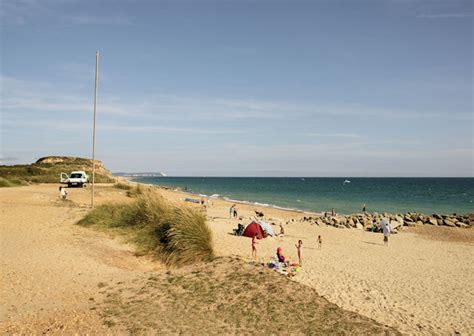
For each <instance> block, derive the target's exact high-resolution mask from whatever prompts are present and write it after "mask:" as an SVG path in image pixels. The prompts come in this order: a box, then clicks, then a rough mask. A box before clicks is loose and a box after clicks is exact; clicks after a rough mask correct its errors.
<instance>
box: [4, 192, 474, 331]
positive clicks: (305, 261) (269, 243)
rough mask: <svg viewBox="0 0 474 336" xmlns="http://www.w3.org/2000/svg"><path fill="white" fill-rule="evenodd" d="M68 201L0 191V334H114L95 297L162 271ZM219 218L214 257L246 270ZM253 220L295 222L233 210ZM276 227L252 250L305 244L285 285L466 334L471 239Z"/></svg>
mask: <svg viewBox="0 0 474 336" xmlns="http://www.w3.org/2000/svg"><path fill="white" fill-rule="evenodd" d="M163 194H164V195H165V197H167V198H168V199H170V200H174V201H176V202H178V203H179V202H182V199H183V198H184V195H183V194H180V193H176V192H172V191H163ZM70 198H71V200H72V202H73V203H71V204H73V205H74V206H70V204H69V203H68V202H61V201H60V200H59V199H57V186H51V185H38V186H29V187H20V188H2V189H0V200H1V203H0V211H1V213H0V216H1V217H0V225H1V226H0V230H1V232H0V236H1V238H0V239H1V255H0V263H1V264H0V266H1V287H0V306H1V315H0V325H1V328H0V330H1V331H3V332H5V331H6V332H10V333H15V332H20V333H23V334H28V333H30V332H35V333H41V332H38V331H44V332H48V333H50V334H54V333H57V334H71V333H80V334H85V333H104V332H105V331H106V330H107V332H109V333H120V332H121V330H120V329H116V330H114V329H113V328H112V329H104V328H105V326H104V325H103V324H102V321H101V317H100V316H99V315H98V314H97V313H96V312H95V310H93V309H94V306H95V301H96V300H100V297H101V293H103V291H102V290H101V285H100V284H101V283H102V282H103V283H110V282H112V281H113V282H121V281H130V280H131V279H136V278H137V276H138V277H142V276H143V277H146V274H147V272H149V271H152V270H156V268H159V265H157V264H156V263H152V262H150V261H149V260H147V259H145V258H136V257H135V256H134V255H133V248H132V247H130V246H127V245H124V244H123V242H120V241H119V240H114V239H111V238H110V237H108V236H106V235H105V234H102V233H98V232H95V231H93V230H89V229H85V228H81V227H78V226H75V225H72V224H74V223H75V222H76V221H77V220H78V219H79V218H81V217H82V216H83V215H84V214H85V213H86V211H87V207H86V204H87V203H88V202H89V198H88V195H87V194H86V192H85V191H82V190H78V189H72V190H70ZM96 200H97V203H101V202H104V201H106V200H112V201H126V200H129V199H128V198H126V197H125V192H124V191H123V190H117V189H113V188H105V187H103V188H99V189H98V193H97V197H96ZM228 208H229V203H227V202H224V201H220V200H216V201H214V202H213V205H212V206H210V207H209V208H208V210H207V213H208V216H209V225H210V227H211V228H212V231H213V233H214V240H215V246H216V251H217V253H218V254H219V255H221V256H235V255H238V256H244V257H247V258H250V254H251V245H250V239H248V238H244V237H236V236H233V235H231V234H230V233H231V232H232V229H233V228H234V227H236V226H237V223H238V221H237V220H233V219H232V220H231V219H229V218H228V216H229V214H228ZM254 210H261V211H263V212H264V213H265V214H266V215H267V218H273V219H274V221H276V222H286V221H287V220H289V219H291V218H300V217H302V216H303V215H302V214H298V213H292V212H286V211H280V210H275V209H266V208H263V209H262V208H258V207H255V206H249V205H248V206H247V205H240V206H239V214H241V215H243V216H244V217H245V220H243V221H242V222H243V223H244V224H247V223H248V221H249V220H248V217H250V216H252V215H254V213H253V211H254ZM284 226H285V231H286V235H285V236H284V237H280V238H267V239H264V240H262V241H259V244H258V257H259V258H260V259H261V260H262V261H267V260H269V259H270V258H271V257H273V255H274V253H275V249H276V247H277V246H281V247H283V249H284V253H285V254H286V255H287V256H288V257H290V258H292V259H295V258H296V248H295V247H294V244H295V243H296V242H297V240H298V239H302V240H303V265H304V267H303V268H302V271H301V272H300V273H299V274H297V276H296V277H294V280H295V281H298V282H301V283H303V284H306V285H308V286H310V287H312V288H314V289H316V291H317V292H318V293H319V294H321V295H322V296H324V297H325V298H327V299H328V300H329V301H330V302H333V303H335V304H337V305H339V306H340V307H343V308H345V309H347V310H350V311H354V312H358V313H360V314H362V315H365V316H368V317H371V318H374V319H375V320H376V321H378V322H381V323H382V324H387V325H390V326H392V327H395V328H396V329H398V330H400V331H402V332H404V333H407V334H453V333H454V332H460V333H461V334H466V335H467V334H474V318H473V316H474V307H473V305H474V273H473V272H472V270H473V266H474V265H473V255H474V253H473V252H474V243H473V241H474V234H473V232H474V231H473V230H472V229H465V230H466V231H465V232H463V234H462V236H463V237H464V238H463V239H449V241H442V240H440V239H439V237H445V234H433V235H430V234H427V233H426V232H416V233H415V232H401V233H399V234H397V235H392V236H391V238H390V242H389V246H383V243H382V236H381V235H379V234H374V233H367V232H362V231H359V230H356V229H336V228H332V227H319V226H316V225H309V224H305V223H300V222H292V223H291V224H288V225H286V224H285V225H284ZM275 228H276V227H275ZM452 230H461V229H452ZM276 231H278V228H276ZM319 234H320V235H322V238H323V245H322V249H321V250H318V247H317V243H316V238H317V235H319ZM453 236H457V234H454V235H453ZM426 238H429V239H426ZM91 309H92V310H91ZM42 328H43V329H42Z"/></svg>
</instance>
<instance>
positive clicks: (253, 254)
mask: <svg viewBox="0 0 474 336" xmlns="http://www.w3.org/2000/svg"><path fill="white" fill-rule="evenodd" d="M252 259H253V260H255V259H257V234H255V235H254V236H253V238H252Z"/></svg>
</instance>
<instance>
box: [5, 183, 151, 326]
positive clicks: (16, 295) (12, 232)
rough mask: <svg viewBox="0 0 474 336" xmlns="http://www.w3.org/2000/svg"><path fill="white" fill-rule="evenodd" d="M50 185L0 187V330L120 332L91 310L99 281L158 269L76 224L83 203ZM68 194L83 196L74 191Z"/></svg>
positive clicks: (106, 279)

####

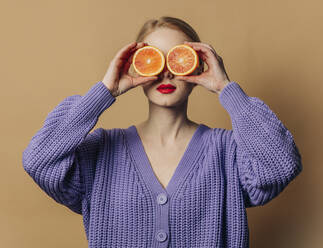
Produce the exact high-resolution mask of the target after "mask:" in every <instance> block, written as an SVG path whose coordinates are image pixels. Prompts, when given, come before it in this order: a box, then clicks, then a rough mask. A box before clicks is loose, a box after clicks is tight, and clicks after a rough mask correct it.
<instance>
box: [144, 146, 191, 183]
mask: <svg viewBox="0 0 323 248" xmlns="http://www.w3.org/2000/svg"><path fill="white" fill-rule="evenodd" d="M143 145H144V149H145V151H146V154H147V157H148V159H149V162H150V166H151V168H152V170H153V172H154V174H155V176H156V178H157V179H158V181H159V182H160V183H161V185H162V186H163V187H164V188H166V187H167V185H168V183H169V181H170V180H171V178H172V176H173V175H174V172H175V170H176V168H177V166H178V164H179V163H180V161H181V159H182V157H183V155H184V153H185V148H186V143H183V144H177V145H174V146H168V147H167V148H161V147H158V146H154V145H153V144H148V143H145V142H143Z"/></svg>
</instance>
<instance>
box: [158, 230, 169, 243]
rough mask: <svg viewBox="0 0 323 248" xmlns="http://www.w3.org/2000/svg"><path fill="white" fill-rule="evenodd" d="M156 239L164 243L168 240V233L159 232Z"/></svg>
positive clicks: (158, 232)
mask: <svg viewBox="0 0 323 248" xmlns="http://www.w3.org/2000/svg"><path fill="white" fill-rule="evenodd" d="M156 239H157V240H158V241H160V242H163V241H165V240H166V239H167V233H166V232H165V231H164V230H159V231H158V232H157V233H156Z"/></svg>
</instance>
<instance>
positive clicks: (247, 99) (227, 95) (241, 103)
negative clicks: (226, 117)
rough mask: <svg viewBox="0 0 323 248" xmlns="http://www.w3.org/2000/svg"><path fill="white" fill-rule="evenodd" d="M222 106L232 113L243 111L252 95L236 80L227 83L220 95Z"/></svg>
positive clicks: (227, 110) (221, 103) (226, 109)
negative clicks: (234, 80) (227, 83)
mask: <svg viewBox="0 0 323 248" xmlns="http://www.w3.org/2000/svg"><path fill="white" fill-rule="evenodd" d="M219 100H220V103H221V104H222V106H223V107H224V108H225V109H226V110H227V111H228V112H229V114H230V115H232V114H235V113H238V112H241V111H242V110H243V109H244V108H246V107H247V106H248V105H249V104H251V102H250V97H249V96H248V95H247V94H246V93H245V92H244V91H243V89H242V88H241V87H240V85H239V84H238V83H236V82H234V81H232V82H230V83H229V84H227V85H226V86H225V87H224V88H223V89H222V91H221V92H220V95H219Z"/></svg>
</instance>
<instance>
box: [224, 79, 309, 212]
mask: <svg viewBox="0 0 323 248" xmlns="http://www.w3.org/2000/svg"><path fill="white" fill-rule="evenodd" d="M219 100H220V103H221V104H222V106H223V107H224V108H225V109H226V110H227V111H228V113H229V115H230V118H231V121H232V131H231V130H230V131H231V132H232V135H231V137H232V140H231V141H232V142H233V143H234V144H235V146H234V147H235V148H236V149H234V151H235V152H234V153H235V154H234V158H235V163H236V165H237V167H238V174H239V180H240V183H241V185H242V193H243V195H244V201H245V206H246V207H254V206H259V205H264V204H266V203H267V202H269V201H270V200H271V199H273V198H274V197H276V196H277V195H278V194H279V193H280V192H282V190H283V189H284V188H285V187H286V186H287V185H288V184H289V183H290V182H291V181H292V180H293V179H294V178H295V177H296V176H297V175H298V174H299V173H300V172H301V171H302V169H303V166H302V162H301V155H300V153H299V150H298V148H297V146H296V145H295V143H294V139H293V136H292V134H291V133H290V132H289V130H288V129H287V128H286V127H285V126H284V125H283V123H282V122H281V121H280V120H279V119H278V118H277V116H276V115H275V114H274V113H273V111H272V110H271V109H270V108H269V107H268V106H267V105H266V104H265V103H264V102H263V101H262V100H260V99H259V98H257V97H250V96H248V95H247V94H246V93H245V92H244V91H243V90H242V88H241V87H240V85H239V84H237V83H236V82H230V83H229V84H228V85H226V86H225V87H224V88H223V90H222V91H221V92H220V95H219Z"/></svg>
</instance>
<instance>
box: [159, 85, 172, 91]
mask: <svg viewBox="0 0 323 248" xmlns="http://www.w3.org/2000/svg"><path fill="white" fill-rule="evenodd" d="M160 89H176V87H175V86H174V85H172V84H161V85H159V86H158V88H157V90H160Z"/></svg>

####

What is needed - Copy the records above word for word, starting at the line that contains "For each <instance>" and ending after the line that contains "positive clicks: (305, 261) (269, 243)", with both of those lines included.

Task answer -
For each <instance> block, derive the target's exact high-resolution mask from whatever prompts are present and write it after "mask:" as an SVG path in image pixels. The prompts come in this order: a box, then clicks, then a rough mask. A box before clicks is loose and a box after clicks is exact; clicks after a rough mask correct its errors.
<instance>
box: [4, 192, 474, 331]
positive clicks: (305, 261) (269, 243)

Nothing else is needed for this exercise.